Objective - In the review of Poor Things, write out word for word the passage from "Life can be" up to and including "Asteroid City (2023)".

Excerpt to read -
(begin)

Under Lanthimos’ direction, the movie presents the world as an awesome discovery and the lurches into the surreal allow the viewers to see the marvels of existence with the same awe as Bella. The movie feels like it takes place in a science fiction universe of crazy visuals and the avant garde incorporation of past, present, and future. It makes every scene something to behold. This is his most visually decadent film of his career. The musical score by Jerskin Fendrix, a first-time film composer, and it works on a thematic level as trying to discover new kinds of sounds along with the journey of its heroine. However, there are sequences where the music feels like an assault on your ears. While intentional, the detours into abrasive dissonance can make one long for something less experimental and more traditional at least for the sake of your own sensitive eardrums.

Life can be decadent, it can be confusing, it can be ridiculous, it can be heartbreaking, it can be terrifying, but it’s an experience worth savoring and embracing, and this ultimately is the message of Poor Things. Stone is brilliant as she confidently carries us along for every moment of an exploration of what it means to be human, and with an ending that is so fitting and satisfying that I wanted to stand and applaud. For those squeamish from the heavy amounts of sexuality, Poor Things is at its core a very pro-life movie. It’s an inspiration to make you think one minute while making you snort laughing the next. May we all see the world with the voracious hunger and curiosity and boldness of Bella Baxter with her second chance at this one life.

Nate’s Grade: A

Asteroid City (2023)

(end)

Given entries -
(begin)

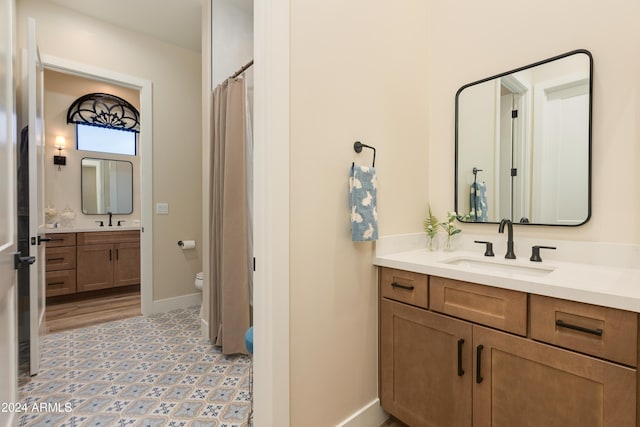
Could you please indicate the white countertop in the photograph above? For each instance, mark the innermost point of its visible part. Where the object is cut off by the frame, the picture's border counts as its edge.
(88, 229)
(615, 282)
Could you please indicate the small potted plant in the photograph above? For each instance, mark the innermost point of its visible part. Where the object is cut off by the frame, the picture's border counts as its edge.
(431, 227)
(450, 228)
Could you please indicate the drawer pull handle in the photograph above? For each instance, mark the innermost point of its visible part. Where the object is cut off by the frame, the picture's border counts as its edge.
(398, 285)
(460, 370)
(562, 324)
(479, 378)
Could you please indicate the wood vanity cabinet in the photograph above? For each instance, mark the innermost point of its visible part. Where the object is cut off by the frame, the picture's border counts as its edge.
(60, 264)
(500, 363)
(108, 259)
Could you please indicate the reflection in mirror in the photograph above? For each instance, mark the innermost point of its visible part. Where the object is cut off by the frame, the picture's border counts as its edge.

(end)

Solution to the exercise -
Life can be decadent, it can be confusing, it can be ridiculous, it can be heartbreaking, it can be terrifying, but it’s an experience worth savoring and embracing, and this ultimately is the message of Poor Things. Stone is brilliant as she confidently carries us along for every moment of an exploration of what it means to be human, and with an ending that is so fitting and satisfying that I wanted to stand and applaud. For those squeamish from the heavy amounts of sexuality, Poor Things is at its core a very pro-life movie. It’s an inspiration to make you think one minute while making you snort laughing the next. May we all see the world with the voracious hunger and curiosity and boldness of Bella Baxter with her second chance at this one life.

Nate’s Grade: A

Asteroid City (2023)